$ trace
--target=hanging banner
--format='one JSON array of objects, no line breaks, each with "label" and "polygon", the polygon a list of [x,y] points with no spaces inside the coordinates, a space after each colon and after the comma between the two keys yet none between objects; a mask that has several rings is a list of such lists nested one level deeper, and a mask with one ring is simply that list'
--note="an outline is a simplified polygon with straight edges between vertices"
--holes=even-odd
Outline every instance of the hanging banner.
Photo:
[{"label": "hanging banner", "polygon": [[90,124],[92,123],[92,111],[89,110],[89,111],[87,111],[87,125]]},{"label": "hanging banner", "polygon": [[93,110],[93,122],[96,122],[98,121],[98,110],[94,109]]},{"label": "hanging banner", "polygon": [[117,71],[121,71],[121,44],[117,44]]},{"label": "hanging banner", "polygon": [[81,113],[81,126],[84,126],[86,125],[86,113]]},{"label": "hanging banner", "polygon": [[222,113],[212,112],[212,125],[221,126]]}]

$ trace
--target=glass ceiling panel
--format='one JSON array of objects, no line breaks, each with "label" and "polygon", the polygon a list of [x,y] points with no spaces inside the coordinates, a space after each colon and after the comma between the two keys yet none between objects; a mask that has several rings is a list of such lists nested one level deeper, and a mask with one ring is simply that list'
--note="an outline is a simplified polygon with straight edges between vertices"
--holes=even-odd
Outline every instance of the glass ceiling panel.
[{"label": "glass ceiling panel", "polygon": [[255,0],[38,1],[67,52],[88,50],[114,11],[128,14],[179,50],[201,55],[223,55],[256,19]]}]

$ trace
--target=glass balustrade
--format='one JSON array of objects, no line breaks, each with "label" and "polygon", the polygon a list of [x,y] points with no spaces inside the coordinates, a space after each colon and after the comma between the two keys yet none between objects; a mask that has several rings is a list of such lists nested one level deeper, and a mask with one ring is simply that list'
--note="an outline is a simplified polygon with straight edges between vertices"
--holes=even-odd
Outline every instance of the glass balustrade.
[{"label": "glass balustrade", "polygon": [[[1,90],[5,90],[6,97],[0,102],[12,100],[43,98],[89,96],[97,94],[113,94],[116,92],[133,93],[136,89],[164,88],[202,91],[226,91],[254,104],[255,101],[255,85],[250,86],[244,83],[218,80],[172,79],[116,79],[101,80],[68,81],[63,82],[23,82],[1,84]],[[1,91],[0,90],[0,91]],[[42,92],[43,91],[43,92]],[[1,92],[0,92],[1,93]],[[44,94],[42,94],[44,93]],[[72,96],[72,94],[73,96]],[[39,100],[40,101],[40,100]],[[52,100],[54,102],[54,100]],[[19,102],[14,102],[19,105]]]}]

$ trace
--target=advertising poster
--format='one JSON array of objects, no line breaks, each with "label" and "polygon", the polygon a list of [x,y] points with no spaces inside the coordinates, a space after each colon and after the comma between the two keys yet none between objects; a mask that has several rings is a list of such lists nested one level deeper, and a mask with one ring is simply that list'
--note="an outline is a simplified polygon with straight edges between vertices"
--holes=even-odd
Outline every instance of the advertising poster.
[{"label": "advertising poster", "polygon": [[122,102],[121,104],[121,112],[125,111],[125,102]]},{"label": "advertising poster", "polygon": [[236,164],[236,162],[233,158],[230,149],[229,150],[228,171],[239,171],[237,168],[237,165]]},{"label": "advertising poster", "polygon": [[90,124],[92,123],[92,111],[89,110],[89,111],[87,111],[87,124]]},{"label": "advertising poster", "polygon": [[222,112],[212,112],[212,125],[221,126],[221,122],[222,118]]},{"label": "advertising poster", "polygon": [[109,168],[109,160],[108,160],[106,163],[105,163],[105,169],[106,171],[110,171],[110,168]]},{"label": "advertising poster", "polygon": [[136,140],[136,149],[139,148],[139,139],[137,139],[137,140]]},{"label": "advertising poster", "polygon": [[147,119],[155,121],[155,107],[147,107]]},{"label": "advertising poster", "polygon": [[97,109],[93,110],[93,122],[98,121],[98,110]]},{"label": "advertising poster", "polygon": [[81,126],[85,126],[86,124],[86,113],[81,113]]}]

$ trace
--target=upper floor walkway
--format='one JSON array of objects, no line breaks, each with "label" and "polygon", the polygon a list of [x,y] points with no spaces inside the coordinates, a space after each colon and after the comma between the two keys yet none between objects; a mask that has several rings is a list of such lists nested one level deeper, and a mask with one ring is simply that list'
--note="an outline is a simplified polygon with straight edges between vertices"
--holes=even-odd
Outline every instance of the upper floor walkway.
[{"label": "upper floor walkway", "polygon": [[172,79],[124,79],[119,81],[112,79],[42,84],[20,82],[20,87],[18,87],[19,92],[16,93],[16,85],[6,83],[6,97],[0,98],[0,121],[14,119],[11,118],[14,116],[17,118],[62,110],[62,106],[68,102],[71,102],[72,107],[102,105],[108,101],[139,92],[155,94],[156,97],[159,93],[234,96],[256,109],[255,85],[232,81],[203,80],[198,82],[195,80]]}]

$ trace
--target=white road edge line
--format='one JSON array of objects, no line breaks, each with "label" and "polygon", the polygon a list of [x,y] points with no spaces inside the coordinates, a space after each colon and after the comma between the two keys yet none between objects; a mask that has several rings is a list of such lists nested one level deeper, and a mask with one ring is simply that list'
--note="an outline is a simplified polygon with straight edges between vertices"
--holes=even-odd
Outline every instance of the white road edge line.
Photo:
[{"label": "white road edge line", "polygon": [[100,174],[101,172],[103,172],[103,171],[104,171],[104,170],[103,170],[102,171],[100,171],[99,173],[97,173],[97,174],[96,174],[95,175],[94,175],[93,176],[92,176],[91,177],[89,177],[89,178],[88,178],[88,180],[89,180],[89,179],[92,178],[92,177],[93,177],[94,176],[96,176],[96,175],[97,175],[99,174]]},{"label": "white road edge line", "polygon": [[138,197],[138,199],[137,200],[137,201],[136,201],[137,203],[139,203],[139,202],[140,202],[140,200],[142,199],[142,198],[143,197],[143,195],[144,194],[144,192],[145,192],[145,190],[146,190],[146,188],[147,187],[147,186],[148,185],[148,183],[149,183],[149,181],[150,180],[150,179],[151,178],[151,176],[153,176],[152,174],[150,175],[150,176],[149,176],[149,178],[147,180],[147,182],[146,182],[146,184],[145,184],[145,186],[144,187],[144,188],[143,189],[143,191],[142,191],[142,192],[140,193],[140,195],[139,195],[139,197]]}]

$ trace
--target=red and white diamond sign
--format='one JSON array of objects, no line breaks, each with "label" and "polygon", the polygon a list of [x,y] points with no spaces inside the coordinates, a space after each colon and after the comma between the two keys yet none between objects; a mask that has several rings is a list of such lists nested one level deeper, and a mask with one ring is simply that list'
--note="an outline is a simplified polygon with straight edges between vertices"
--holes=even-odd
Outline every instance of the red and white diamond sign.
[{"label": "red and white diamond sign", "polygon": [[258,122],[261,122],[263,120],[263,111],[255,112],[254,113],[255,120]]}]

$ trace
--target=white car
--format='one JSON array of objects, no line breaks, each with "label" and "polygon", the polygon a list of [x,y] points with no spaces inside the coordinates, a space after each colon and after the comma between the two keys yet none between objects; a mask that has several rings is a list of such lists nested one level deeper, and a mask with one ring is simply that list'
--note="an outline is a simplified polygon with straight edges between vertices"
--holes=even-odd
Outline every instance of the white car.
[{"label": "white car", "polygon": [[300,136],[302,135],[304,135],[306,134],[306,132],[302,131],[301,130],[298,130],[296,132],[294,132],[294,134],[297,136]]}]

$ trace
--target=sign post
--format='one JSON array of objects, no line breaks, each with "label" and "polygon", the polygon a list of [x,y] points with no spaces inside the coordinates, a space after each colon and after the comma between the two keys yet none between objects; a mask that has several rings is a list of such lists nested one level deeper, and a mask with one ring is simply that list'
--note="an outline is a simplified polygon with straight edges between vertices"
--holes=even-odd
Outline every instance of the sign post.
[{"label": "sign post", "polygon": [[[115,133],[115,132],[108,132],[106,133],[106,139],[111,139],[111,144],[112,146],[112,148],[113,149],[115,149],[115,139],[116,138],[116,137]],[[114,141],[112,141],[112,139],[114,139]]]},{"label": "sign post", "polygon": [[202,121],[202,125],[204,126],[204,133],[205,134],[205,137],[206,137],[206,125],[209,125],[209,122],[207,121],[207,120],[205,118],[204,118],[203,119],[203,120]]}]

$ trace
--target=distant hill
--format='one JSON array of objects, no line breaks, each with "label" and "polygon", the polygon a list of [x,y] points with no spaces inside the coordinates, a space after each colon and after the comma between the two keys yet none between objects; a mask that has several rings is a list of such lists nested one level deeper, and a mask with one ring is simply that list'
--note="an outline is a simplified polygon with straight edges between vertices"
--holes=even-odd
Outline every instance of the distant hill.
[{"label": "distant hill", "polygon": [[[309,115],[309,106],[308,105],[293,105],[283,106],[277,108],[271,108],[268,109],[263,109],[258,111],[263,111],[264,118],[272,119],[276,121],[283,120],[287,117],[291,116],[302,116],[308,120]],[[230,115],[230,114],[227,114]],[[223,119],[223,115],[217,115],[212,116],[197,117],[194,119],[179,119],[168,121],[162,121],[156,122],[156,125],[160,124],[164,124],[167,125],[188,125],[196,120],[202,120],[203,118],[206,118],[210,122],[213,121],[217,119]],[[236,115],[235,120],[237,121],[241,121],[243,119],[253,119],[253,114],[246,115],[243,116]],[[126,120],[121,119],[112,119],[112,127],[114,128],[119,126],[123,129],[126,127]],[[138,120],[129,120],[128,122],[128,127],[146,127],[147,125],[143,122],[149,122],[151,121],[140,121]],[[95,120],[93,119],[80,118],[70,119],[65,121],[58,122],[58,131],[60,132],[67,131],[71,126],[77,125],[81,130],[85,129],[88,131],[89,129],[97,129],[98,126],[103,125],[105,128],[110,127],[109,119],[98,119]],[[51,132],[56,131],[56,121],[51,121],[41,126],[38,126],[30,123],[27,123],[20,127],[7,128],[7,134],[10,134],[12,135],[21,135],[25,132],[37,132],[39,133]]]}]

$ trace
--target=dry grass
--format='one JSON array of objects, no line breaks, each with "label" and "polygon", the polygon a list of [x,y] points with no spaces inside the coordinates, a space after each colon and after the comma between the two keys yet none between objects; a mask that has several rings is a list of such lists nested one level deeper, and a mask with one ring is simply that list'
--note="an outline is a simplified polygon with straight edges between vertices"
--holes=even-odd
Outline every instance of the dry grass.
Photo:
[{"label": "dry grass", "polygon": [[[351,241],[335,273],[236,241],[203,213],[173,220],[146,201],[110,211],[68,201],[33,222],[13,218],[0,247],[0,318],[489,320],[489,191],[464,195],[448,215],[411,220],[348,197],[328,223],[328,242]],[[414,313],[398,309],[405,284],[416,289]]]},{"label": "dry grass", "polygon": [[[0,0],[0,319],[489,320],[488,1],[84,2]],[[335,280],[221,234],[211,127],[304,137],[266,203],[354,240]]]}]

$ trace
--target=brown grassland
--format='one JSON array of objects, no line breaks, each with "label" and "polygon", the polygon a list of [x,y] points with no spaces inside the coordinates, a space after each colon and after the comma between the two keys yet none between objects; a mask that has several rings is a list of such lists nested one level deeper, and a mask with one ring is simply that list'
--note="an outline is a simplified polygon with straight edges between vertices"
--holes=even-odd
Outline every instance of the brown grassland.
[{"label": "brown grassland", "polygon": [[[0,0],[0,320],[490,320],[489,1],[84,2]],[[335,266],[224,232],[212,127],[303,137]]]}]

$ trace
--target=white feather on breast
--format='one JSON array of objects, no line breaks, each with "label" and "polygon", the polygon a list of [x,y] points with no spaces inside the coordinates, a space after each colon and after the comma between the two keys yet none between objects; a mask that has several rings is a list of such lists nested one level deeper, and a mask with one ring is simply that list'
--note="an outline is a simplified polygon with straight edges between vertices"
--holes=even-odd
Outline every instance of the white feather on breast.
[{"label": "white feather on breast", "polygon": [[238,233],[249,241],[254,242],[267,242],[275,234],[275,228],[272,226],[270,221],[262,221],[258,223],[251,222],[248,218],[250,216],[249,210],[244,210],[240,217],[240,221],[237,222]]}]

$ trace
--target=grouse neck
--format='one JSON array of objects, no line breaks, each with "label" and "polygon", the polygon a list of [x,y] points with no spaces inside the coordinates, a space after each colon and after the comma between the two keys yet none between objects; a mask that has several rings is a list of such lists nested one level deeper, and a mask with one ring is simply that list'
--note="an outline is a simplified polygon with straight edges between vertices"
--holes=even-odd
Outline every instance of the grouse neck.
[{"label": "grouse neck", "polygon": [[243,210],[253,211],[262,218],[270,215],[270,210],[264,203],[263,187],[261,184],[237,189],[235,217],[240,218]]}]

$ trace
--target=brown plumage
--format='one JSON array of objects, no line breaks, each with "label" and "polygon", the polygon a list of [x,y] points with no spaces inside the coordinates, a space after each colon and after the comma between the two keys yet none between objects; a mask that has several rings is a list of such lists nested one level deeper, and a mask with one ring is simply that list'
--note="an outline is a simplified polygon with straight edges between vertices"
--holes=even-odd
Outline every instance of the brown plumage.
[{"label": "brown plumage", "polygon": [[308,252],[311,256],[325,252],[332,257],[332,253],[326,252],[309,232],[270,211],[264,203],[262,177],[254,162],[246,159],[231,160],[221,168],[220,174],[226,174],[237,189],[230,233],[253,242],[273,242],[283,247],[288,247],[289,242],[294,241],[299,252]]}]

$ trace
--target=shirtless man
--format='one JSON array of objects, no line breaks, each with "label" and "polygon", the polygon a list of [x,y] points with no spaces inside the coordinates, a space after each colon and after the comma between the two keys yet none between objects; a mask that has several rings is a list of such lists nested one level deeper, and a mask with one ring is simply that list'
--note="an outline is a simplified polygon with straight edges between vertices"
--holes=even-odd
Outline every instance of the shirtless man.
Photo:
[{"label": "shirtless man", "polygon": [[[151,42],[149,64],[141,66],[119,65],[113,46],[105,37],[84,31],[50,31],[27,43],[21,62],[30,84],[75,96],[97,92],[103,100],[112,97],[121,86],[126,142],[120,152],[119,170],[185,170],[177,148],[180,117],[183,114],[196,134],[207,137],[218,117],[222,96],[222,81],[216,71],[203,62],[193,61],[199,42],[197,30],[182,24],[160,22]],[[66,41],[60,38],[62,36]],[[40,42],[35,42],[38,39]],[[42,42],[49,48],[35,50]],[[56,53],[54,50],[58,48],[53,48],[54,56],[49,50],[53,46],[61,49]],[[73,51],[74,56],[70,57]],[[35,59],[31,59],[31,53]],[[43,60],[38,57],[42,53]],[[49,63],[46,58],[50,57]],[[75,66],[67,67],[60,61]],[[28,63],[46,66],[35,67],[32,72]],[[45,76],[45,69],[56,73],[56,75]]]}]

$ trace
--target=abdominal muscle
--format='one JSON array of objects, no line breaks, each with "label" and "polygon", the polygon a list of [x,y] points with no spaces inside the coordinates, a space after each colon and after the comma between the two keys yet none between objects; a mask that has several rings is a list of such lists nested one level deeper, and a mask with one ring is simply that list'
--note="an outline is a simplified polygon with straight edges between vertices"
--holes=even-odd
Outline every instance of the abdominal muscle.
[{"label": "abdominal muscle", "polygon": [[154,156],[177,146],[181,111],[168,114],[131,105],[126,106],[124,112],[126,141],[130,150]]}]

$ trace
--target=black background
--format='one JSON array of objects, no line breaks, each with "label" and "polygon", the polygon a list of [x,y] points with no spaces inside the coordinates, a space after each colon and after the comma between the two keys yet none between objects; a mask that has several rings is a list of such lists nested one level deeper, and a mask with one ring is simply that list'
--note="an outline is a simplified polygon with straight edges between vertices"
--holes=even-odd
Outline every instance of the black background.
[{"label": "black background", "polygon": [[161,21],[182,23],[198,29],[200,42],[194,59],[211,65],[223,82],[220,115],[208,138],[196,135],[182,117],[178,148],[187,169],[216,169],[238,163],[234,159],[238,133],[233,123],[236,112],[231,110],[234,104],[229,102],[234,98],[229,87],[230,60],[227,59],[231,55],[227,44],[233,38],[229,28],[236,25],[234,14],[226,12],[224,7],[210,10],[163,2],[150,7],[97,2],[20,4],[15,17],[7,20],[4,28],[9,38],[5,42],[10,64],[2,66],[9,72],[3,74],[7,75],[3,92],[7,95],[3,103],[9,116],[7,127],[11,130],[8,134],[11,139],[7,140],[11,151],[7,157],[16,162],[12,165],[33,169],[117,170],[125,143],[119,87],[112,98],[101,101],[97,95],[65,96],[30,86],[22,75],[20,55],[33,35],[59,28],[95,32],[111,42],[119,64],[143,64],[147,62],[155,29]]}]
- - - -
* **과제**:
위 데이터에서 "banner"라는 문자열이 들어 있는 줄을 모두 찾아 한 줄도 빠짐없이 옮겨 적으세요.

* **과제 답변**:
--target=hanging banner
Outline every instance of the hanging banner.
[{"label": "hanging banner", "polygon": [[90,124],[92,123],[92,111],[89,110],[89,111],[87,111],[87,125]]},{"label": "hanging banner", "polygon": [[93,110],[93,122],[96,122],[98,121],[98,110],[94,109]]},{"label": "hanging banner", "polygon": [[117,71],[121,71],[121,44],[117,44]]},{"label": "hanging banner", "polygon": [[81,113],[81,126],[84,126],[86,125],[86,113]]},{"label": "hanging banner", "polygon": [[222,113],[212,112],[212,125],[221,126]]}]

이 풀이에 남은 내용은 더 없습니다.